Document>

+++

Why does this matter?
For unsuccessful bidders the core lesson is twofold. First: with two bidders you have standing to attack the winner's bid, even if your own bid has flaws — because if both are rejected you get a fresh round. The standard defence 'you also failed, so no interest' does not work in a two-party tender. Second: the objection 'the contract is signed, no more suspension possible' is a common misconception at federal services and intermunicipals. Article 30, § 2 of the Remedies Act only prevents suspension of the contract itself — not of the severable award decision. For contracting authorities this is a case full of pitfalls to learn from. Three rules: (1) if you require a document in your own specifications 'in underlined text' or with a 'prescribed template', you cannot later argue it was 'non-essential' — you elevated it to essential by formulating it that way. (2) If you note the absence of a required document in your award report ('the bank statement is missing'), you cannot proceed with award without any motivation. You must expressly explain why you find the absence acceptable — otherwise the motivation is defective. (3) If you make contradictory factual findings in the same award decision ('does not meet' in one place, 'does meet' elsewhere), you cannot patch this up afterwards by claiming the first finding only concerned the other lots. The text is what it is. And finally a procedural lesson: rapidly signing the contract after standstill to discourage appeal does not help — the severable award decision can still be suspended, leaving the contracting authority with shaky performance.

+++

(Spatial annotation entries)

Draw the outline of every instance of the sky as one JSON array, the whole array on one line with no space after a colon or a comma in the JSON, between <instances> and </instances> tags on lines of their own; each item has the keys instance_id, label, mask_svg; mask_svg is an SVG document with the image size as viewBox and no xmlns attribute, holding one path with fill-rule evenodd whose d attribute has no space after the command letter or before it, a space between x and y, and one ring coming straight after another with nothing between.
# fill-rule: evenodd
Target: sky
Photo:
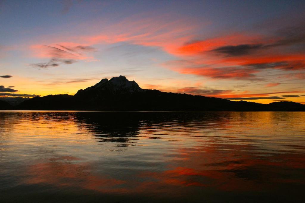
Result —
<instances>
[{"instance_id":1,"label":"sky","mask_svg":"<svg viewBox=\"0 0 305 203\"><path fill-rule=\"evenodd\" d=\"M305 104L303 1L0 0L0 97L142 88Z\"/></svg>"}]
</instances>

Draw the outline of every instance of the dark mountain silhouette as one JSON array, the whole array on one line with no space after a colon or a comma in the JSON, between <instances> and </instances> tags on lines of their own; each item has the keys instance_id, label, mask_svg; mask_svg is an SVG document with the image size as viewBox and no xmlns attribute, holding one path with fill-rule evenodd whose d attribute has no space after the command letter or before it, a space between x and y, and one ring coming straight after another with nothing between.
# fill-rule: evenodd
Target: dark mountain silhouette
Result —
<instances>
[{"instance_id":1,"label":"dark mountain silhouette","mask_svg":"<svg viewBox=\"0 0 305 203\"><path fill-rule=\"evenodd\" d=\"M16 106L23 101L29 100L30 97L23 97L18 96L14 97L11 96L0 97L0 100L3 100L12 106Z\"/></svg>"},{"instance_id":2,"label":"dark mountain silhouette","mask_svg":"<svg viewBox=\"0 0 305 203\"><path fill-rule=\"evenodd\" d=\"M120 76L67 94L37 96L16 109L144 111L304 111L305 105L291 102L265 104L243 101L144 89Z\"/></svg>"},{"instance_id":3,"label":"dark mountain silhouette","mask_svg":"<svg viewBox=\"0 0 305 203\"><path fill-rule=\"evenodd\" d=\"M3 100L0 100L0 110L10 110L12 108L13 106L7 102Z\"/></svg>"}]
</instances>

+++

Given problem> Pick up the commentary on the public tender ruling after its last sentence and keep writing it. The entries aren't needed for this.

Answer for the task>
The lesson
If as a bidder you want to challenge an award and your own bid also has flaws: first count the bidders. With two bidders you still have standing — because if both are rejected, you get another chance. With three or more it becomes harder. Request the reasoned award decision (article 8 Remedies Act), read it with your lawyer against the specifications, and focus on four points: (1) is a document missing that the specifications expressly required, especially in underlined text or via prescribed template; (2) does the authority itself note the absence without further motivation; (3) does the reasoning contain contradictory factual findings; (4) has the authority already signed the contract, because that does not prevent suspension of the award decision. Three or four yeses — the appeal has high prospects.
Ask yourself
Did I get an award decision in which the authority notes a missing specifications document at the winner without explaining why it is acceptable, or in which the regularity of the winning bid is contradictorily assessed in different places? Two tests: (1) was the missing document expressly required in the specifications (bonus: in underlined text or via prescribed template)? (2) are there fewer than four bidders? Both yes — serious basis for an extreme-urgency suspension appeal, even if your own bid was not perfect either.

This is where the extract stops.